RECORDS SHOWN:
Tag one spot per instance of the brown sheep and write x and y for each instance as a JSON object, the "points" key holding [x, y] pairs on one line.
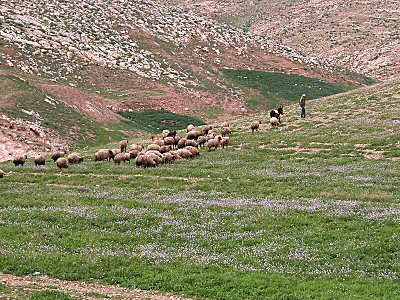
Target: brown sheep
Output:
{"points": [[40, 160], [123, 145], [225, 131], [139, 147], [193, 150], [62, 163], [75, 158], [154, 147], [57, 154], [102, 155], [193, 135], [225, 142], [192, 143], [144, 160], [274, 122], [122, 157], [206, 129], [254, 126], [225, 124], [19, 160], [214, 143]]}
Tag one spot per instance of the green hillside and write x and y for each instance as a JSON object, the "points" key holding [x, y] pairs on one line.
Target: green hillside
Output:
{"points": [[308, 210], [280, 88]]}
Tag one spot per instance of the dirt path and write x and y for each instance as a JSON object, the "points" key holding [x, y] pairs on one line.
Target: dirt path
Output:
{"points": [[18, 287]]}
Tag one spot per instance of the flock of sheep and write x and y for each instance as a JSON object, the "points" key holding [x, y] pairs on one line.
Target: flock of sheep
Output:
{"points": [[164, 149]]}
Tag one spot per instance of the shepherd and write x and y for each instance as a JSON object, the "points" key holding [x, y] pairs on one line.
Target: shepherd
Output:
{"points": [[302, 103]]}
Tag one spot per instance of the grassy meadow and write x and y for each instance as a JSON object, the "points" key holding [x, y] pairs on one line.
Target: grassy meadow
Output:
{"points": [[308, 210]]}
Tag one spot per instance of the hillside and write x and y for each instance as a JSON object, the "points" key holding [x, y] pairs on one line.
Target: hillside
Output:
{"points": [[363, 36], [306, 210], [68, 68]]}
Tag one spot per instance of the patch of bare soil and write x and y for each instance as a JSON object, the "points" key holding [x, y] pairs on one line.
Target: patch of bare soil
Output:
{"points": [[28, 284], [94, 107]]}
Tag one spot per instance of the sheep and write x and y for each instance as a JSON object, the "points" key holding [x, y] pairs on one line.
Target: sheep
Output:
{"points": [[19, 160], [144, 160], [192, 143], [193, 135], [184, 153], [165, 149], [137, 147], [225, 124], [274, 122], [214, 143], [40, 160], [123, 145], [225, 142], [225, 131], [206, 129], [168, 157], [153, 147], [181, 143], [190, 127], [169, 141], [193, 150], [122, 157], [276, 113], [102, 155], [113, 153], [255, 126], [62, 163], [201, 141], [57, 154], [75, 158]]}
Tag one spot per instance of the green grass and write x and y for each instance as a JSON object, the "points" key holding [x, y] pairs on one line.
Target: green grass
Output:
{"points": [[281, 88], [297, 212], [152, 120]]}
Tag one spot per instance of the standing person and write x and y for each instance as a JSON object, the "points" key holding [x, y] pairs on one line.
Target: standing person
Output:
{"points": [[302, 103]]}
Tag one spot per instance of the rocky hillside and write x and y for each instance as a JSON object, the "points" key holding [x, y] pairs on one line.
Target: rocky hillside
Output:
{"points": [[363, 36], [67, 66]]}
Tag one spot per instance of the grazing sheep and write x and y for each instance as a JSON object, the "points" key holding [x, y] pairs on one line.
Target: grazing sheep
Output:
{"points": [[57, 154], [75, 158], [193, 135], [192, 143], [153, 147], [274, 122], [40, 160], [201, 141], [62, 163], [145, 161], [122, 157], [102, 155], [169, 141], [225, 131], [139, 147], [172, 133], [255, 126], [190, 127], [113, 153], [276, 113], [214, 143], [184, 153], [181, 143], [19, 160], [168, 157], [206, 129], [225, 142], [195, 152], [123, 145]]}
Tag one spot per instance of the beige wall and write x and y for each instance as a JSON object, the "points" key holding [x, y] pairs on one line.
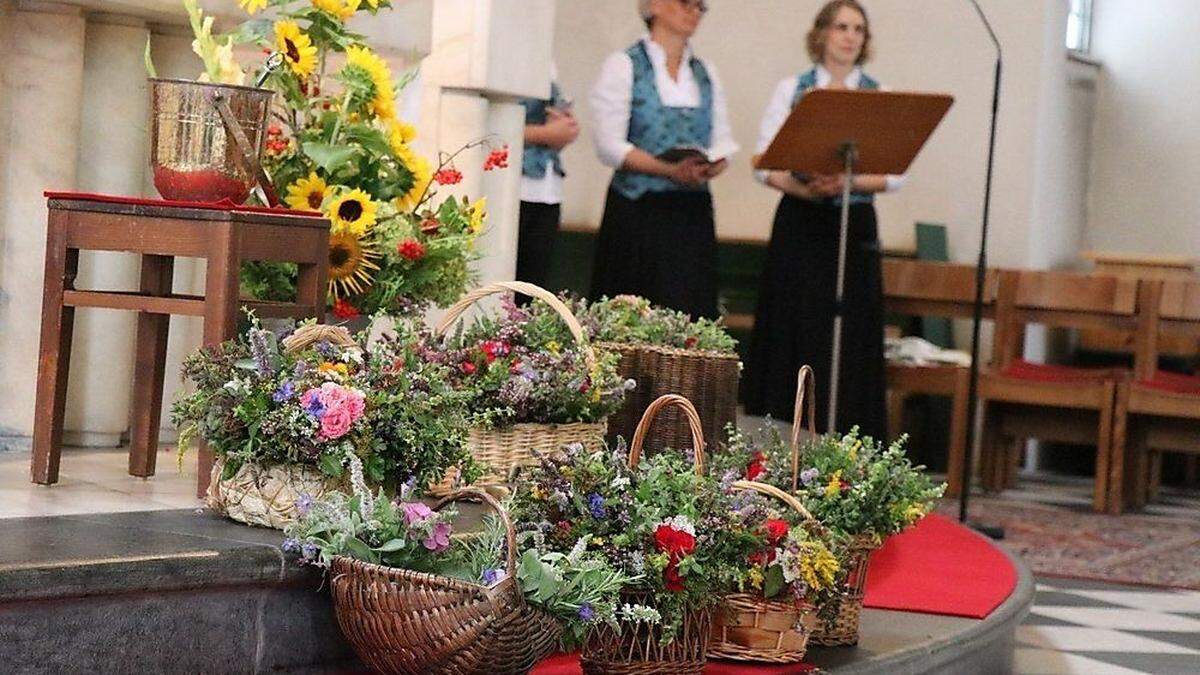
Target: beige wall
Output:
{"points": [[1146, 163], [940, 47]]}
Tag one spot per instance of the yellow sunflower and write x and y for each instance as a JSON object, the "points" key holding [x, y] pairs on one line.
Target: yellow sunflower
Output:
{"points": [[307, 193], [298, 51], [352, 264], [340, 9], [423, 175], [353, 211], [383, 102]]}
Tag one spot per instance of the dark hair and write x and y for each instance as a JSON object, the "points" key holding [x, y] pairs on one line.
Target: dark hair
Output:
{"points": [[825, 19]]}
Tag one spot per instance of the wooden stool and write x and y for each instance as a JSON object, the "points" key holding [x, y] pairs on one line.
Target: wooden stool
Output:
{"points": [[160, 231]]}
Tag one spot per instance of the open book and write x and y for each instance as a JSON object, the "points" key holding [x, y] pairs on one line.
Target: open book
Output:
{"points": [[712, 155]]}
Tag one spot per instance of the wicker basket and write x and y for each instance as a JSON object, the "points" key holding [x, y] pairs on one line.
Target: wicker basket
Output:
{"points": [[265, 495], [636, 647], [505, 449], [754, 628], [408, 622]]}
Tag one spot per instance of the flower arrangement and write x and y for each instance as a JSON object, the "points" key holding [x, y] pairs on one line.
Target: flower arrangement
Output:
{"points": [[663, 525], [256, 401], [630, 320], [522, 365], [336, 145], [577, 587], [850, 483]]}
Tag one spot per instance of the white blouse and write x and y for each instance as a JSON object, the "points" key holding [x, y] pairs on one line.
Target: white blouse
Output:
{"points": [[612, 93], [781, 106]]}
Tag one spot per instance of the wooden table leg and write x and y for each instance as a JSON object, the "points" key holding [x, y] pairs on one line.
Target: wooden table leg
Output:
{"points": [[54, 351], [220, 312], [150, 362]]}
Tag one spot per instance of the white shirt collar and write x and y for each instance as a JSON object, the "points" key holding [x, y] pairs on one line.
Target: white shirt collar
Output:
{"points": [[825, 77]]}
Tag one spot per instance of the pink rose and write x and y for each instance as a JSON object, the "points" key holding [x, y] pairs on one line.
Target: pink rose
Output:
{"points": [[335, 423]]}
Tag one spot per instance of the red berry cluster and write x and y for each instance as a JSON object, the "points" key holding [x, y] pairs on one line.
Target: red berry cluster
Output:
{"points": [[497, 159]]}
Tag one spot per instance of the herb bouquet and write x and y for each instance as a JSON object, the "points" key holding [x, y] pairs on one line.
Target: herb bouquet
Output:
{"points": [[661, 520], [282, 416]]}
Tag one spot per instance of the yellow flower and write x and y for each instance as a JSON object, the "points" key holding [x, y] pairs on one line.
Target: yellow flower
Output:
{"points": [[298, 51], [478, 211], [383, 102], [351, 264], [340, 9], [307, 193], [353, 211]]}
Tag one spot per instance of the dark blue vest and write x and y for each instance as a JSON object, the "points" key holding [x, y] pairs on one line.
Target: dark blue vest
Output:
{"points": [[809, 81], [655, 127], [538, 157]]}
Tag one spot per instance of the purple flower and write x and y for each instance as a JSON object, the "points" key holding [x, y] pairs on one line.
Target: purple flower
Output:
{"points": [[285, 392], [439, 538], [417, 513], [595, 506]]}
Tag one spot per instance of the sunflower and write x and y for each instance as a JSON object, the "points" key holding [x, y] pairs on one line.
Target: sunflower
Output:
{"points": [[340, 9], [307, 193], [383, 101], [353, 211], [352, 264], [298, 51]]}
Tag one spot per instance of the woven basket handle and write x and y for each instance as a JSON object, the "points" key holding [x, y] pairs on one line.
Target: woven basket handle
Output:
{"points": [[457, 309], [805, 392], [510, 533], [652, 411]]}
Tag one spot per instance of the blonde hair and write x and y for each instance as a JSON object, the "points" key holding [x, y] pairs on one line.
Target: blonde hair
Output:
{"points": [[825, 19]]}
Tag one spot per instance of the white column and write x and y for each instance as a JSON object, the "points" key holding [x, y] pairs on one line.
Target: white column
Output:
{"points": [[42, 84], [112, 160]]}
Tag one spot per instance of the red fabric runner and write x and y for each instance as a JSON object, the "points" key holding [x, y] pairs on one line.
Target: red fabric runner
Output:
{"points": [[937, 567], [223, 205]]}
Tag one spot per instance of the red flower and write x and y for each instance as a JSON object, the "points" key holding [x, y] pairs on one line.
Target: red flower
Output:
{"points": [[448, 177], [775, 531], [497, 159], [411, 249], [756, 467], [343, 309]]}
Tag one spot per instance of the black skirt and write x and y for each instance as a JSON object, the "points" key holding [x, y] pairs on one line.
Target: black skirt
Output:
{"points": [[793, 324], [661, 246]]}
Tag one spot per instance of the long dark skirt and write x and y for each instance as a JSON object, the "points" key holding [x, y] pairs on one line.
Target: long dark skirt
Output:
{"points": [[793, 324], [661, 246]]}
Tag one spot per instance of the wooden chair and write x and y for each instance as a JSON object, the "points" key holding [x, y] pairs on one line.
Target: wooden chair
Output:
{"points": [[1053, 402], [1158, 411], [934, 290]]}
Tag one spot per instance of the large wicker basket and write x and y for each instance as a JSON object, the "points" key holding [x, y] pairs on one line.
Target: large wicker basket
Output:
{"points": [[636, 647], [408, 622], [505, 449], [753, 628], [265, 495]]}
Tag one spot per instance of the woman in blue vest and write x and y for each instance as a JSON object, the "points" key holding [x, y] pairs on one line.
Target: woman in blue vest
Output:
{"points": [[793, 324], [658, 238], [550, 126]]}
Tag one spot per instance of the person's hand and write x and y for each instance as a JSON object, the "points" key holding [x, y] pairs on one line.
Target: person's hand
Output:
{"points": [[561, 129]]}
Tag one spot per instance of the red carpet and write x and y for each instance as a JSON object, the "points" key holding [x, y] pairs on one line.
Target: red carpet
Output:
{"points": [[937, 567]]}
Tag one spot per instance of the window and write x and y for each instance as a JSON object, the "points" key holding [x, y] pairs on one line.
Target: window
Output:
{"points": [[1079, 27]]}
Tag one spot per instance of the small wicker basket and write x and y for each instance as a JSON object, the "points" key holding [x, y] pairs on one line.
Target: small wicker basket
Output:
{"points": [[408, 622], [505, 449], [634, 647], [754, 628]]}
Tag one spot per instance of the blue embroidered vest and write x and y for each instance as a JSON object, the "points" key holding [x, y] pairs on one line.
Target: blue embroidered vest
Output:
{"points": [[538, 157], [655, 127], [809, 81]]}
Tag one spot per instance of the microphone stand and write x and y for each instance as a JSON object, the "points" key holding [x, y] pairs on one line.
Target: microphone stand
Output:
{"points": [[995, 532]]}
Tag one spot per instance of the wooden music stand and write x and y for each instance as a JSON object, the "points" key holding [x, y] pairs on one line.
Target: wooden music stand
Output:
{"points": [[852, 131]]}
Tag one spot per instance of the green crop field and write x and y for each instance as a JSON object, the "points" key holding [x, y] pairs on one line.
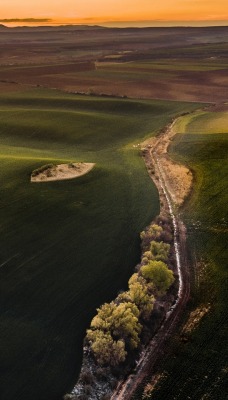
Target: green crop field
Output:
{"points": [[197, 369], [67, 246]]}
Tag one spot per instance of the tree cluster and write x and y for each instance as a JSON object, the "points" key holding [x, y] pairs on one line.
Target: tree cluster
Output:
{"points": [[115, 330]]}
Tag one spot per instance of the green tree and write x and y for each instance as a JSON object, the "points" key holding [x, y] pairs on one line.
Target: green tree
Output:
{"points": [[159, 275], [105, 349], [159, 250], [115, 327], [154, 232]]}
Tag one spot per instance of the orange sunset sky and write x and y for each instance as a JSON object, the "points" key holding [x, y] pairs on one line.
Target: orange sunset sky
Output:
{"points": [[95, 11]]}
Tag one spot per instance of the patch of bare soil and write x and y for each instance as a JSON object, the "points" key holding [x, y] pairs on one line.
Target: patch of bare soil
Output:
{"points": [[177, 178], [61, 172], [194, 319]]}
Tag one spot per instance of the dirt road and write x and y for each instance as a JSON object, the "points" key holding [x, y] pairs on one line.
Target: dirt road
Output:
{"points": [[153, 154]]}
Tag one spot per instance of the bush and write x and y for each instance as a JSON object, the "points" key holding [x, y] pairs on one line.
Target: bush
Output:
{"points": [[87, 377], [42, 169]]}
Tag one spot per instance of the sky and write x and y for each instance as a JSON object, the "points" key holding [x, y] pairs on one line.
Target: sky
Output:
{"points": [[96, 11]]}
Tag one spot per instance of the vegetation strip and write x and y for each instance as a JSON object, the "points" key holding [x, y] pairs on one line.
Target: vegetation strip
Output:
{"points": [[126, 389]]}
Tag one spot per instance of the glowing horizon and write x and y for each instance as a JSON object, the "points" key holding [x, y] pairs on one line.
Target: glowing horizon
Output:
{"points": [[103, 11]]}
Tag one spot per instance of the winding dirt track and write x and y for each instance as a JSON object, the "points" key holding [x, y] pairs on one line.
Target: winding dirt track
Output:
{"points": [[159, 343]]}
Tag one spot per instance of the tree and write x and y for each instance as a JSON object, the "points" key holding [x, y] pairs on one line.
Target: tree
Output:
{"points": [[159, 275], [159, 250], [154, 232], [105, 349]]}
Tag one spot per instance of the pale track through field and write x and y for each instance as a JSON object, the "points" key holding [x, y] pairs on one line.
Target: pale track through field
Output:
{"points": [[126, 389]]}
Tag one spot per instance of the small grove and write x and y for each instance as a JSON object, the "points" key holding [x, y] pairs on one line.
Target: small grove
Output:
{"points": [[117, 329]]}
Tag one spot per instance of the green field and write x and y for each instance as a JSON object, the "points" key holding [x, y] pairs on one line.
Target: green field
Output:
{"points": [[67, 246], [197, 369]]}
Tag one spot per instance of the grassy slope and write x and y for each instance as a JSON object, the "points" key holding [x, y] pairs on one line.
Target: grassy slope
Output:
{"points": [[198, 369], [66, 247]]}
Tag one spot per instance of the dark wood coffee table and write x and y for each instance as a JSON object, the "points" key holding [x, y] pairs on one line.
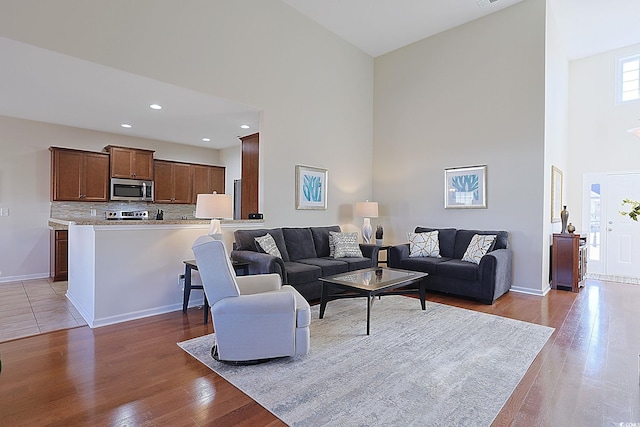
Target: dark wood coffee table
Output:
{"points": [[371, 282]]}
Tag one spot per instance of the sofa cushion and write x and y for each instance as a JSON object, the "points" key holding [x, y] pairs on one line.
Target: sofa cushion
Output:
{"points": [[423, 264], [268, 245], [245, 240], [329, 266], [321, 239], [478, 247], [299, 242], [446, 239], [346, 245], [301, 273], [458, 269], [463, 238], [424, 244]]}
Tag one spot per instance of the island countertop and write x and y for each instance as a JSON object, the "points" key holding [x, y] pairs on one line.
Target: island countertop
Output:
{"points": [[63, 223]]}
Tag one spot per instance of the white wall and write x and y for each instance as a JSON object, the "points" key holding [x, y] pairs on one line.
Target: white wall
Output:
{"points": [[556, 127], [469, 96], [315, 90], [25, 176], [598, 137]]}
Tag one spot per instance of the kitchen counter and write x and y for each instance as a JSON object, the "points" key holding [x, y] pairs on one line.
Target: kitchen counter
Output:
{"points": [[62, 223], [121, 270]]}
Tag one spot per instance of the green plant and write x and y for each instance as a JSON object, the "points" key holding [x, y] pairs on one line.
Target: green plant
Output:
{"points": [[635, 209], [379, 232]]}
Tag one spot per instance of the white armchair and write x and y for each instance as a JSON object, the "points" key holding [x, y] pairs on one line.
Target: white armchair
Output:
{"points": [[254, 317]]}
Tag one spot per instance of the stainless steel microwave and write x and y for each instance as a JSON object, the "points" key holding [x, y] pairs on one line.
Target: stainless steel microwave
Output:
{"points": [[131, 189]]}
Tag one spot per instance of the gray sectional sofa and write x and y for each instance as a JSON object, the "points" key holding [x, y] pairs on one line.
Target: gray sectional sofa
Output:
{"points": [[305, 256], [485, 281]]}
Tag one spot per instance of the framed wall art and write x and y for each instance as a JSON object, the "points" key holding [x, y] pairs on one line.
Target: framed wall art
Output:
{"points": [[465, 188], [556, 194], [311, 187]]}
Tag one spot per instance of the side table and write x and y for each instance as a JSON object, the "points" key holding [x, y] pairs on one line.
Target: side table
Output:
{"points": [[189, 266]]}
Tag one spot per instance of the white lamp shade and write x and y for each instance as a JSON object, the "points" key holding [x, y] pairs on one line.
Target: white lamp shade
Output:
{"points": [[214, 206], [367, 209]]}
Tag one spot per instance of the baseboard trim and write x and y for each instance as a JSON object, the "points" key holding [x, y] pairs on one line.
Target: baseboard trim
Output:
{"points": [[35, 276]]}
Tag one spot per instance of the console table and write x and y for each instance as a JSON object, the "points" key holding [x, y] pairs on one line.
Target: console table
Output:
{"points": [[569, 261]]}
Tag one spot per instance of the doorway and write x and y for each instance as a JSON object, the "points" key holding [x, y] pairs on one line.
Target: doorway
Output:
{"points": [[614, 239]]}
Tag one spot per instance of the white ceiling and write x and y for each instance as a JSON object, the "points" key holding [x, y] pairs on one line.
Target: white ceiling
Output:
{"points": [[380, 26], [38, 84], [42, 85]]}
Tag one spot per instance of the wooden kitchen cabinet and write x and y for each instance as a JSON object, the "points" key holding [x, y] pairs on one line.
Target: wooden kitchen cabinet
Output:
{"points": [[77, 175], [133, 163], [172, 182], [569, 261], [207, 179], [59, 255]]}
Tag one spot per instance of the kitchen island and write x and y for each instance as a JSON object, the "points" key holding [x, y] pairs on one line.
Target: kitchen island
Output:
{"points": [[125, 270]]}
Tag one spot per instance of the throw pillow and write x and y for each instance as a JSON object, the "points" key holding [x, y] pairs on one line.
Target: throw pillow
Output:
{"points": [[424, 244], [268, 244], [478, 247], [346, 245]]}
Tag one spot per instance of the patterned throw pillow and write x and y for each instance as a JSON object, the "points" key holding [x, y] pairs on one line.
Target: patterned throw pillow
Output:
{"points": [[424, 244], [346, 245], [268, 245], [478, 247]]}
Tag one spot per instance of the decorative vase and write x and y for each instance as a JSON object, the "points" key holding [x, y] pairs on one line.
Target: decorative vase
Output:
{"points": [[564, 216]]}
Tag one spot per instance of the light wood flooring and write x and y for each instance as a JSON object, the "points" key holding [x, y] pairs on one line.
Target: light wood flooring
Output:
{"points": [[134, 373], [35, 306]]}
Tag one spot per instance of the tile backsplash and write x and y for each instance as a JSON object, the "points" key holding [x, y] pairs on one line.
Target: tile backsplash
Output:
{"points": [[69, 210]]}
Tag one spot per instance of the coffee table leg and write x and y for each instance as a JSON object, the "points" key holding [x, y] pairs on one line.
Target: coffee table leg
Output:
{"points": [[324, 296]]}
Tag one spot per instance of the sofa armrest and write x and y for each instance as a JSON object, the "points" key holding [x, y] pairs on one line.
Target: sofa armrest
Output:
{"points": [[259, 283], [261, 263], [397, 253], [370, 251], [497, 266]]}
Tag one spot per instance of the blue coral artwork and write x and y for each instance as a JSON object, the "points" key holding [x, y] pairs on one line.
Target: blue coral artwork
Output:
{"points": [[311, 187], [465, 187]]}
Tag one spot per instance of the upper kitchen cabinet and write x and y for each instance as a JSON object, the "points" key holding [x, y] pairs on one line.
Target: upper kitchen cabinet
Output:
{"points": [[132, 163], [172, 182], [81, 176], [207, 179]]}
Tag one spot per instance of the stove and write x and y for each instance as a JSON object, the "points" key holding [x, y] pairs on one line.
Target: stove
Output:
{"points": [[127, 214]]}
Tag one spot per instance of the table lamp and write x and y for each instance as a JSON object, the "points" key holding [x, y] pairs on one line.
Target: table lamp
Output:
{"points": [[367, 210], [214, 206]]}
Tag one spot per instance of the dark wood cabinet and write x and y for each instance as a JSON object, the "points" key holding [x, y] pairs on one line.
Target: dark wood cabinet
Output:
{"points": [[81, 176], [250, 161], [59, 254], [172, 182], [207, 179], [132, 163], [569, 261]]}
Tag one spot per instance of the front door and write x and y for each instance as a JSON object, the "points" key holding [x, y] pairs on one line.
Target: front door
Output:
{"points": [[622, 233]]}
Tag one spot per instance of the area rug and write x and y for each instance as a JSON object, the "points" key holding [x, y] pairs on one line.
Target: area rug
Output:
{"points": [[443, 366]]}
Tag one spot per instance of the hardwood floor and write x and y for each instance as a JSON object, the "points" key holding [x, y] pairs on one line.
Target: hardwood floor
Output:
{"points": [[135, 374]]}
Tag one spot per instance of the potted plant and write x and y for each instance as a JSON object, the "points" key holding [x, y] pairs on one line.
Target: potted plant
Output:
{"points": [[633, 213], [379, 233]]}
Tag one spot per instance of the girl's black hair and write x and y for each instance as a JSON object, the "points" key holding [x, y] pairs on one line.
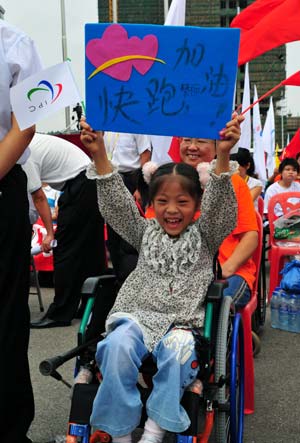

YOUR INSTRUCTIONS: Can you copy out the entries exactly, starting at the line that contains "Tag one spot per instance of the hardwood" and ending at the end of the entries, with the pictures left out?

RESULT OF THE EXERCISE:
Tag one spot per instance of the hardwood floor and write x and y for each instance as a JSON object, the "points" key holding [x, y] pairs on one line.
Target: hardwood floor
Output:
{"points": [[135, 374]]}
Tag one spot per instance of the potted plant and write x and y for each instance as a JSON object, the "points" key holding [x, y] pairs on one line.
Target: potted plant
Output:
{"points": [[633, 213], [379, 233]]}
Tag one spot per instance of the girl's black hair and write x and y for each instance as a JSON object, the "points" key holding [x, y] pairs on one line.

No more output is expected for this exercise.